- [To be done]: Copy the listing below, substituting "single marker" for each occurrence of "single pin" and changing nothing else.

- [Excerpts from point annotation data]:
•••
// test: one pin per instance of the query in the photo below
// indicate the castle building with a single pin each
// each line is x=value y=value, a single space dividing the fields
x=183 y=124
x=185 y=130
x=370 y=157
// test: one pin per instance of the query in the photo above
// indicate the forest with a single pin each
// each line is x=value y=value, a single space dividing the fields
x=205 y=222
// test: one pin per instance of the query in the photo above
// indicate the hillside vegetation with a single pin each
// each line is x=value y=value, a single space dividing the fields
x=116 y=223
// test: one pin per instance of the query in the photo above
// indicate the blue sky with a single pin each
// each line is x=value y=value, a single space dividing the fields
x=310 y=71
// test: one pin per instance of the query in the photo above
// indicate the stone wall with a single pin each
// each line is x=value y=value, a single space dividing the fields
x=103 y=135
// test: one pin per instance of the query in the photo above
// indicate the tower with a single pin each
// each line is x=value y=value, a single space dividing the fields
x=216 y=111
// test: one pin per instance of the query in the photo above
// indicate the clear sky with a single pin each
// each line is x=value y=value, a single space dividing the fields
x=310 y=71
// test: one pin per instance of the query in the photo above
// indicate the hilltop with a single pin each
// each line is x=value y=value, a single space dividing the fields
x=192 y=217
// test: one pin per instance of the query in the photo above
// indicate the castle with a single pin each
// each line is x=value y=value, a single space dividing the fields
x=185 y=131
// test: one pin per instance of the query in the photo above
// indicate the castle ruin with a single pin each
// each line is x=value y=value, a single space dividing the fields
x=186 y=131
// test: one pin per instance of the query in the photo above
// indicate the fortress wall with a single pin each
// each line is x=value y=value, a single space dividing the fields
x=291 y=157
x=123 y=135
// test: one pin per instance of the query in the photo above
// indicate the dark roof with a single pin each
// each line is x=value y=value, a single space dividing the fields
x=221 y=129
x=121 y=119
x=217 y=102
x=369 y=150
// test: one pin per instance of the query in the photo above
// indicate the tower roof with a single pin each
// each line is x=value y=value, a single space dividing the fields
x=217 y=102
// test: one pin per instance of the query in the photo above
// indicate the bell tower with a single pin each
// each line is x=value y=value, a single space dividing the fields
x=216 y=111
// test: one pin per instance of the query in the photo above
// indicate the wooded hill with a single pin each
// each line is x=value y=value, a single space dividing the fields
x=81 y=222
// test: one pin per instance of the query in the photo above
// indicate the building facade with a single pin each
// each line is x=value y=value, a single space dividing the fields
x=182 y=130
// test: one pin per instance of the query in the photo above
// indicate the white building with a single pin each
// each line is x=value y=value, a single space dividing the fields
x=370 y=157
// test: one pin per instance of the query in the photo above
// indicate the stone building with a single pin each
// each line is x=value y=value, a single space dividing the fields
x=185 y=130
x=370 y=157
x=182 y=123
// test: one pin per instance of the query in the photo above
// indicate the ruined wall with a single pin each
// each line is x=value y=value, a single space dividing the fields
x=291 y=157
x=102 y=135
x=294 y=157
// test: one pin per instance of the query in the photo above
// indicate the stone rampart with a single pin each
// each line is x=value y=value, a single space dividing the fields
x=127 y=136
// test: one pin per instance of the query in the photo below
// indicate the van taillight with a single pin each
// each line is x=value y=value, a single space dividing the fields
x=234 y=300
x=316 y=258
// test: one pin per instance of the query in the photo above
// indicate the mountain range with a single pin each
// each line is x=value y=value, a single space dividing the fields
•••
- [Task result]:
// test: one pin per instance of the query in the photo below
// indicate the castle building with a single marker each
// each line is x=value y=value, a single space dividing the fields
x=183 y=124
x=185 y=130
x=370 y=157
// test: one pin per instance of the query in the photo above
// indicate the forest with a single marker each
// each line is x=value y=value, a single space dividing the fields
x=205 y=222
// test: one pin per instance of the query in the photo above
// indicate the hillside vegetation with a single marker each
// each line is x=value y=value, a single space dividing the fields
x=116 y=223
// test: one pin per instance of the query in the photo above
// indicate the blue sky with a single marker each
// each line is x=value y=value, a single space dividing the fields
x=310 y=71
// test: one pin per instance of the query in the photo above
// indicate the stone wall with a single marker each
// each line is x=value y=value, a single space dividing the fields
x=103 y=135
// test: one pin per instance of the query in the photo above
// indicate the tower with a single marker each
// each line is x=value y=value, a single space dividing the fields
x=216 y=111
// test: one pin per instance of the query in the photo above
// indicate the clear sky with a single marker each
// each line is x=value y=value, a single space dividing the fields
x=310 y=71
// test: one pin per instance of the query in the photo above
// indicate the hilltop with a single marker each
// each line is x=value y=value, a single space dividing the fields
x=192 y=217
// test: one pin per instance of the query in the photo above
// indicate the castle with a single marker each
// each line is x=value y=value, a single space dividing the fields
x=185 y=131
// test: one pin per instance of the query in the photo above
// indicate the castle ruin with a single marker each
// each line is x=value y=value, a single space dividing the fields
x=186 y=131
// test: one pin per instance of the query in the photo above
// indicate the fortress wall with a single marker each
// each line is x=value y=value, a single space dividing the fields
x=291 y=157
x=123 y=135
// test: one pin per instance of the query in the photo above
// indicate the dark roof with a single marker each
// each line is x=value y=value, a single space dividing the fields
x=221 y=129
x=121 y=119
x=217 y=102
x=369 y=150
// test: one pin per instance of the query in the photo above
// indicate the tower roof with a single marker each
// each line is x=value y=value, a single space dividing the fields
x=217 y=102
// test: one pin per instance of the query in the photo above
// indicate the bell tower with a single marker each
// each line is x=value y=value, a single space dividing the fields
x=216 y=111
// test: one pin per instance of the query in the photo above
// indicate the wooded hill with a single marker each
// each line is x=value y=value, a single space dividing the fields
x=81 y=222
// test: one pin per instance of the query in the photo above
// indicate the building facade with a single marker each
// each line is x=value y=value, a single space dividing the fields
x=182 y=130
// test: one pin per instance of the query in the photo above
// indicate the white building with a single marker each
// each line is x=value y=value, a single space dividing the fields
x=370 y=157
// test: one pin per instance of the query in the photo above
// indicate the stone building with a single marker each
// each line is x=value y=value, a single space dividing the fields
x=185 y=130
x=370 y=157
x=182 y=123
// test: one pin per instance of the query in the photo above
// indicate the ruined wall with a single marker each
// each line is x=value y=value, a single space dividing the fields
x=291 y=157
x=102 y=135
x=294 y=157
// test: one pin per instance of the query in the photo above
// indicate the stone rampart with a single marker each
// each line is x=value y=value, a single space dividing the fields
x=127 y=136
// test: one pin per instance of the query in the photo below
// indicate the van taillight with a single marker each
// each line is x=value y=value, a single space dividing the fields
x=234 y=300
x=316 y=258
// test: one pin per instance of the query in the photo above
// indicate the mountain range with a single marker each
// each line is x=value y=value, a single space dividing the fields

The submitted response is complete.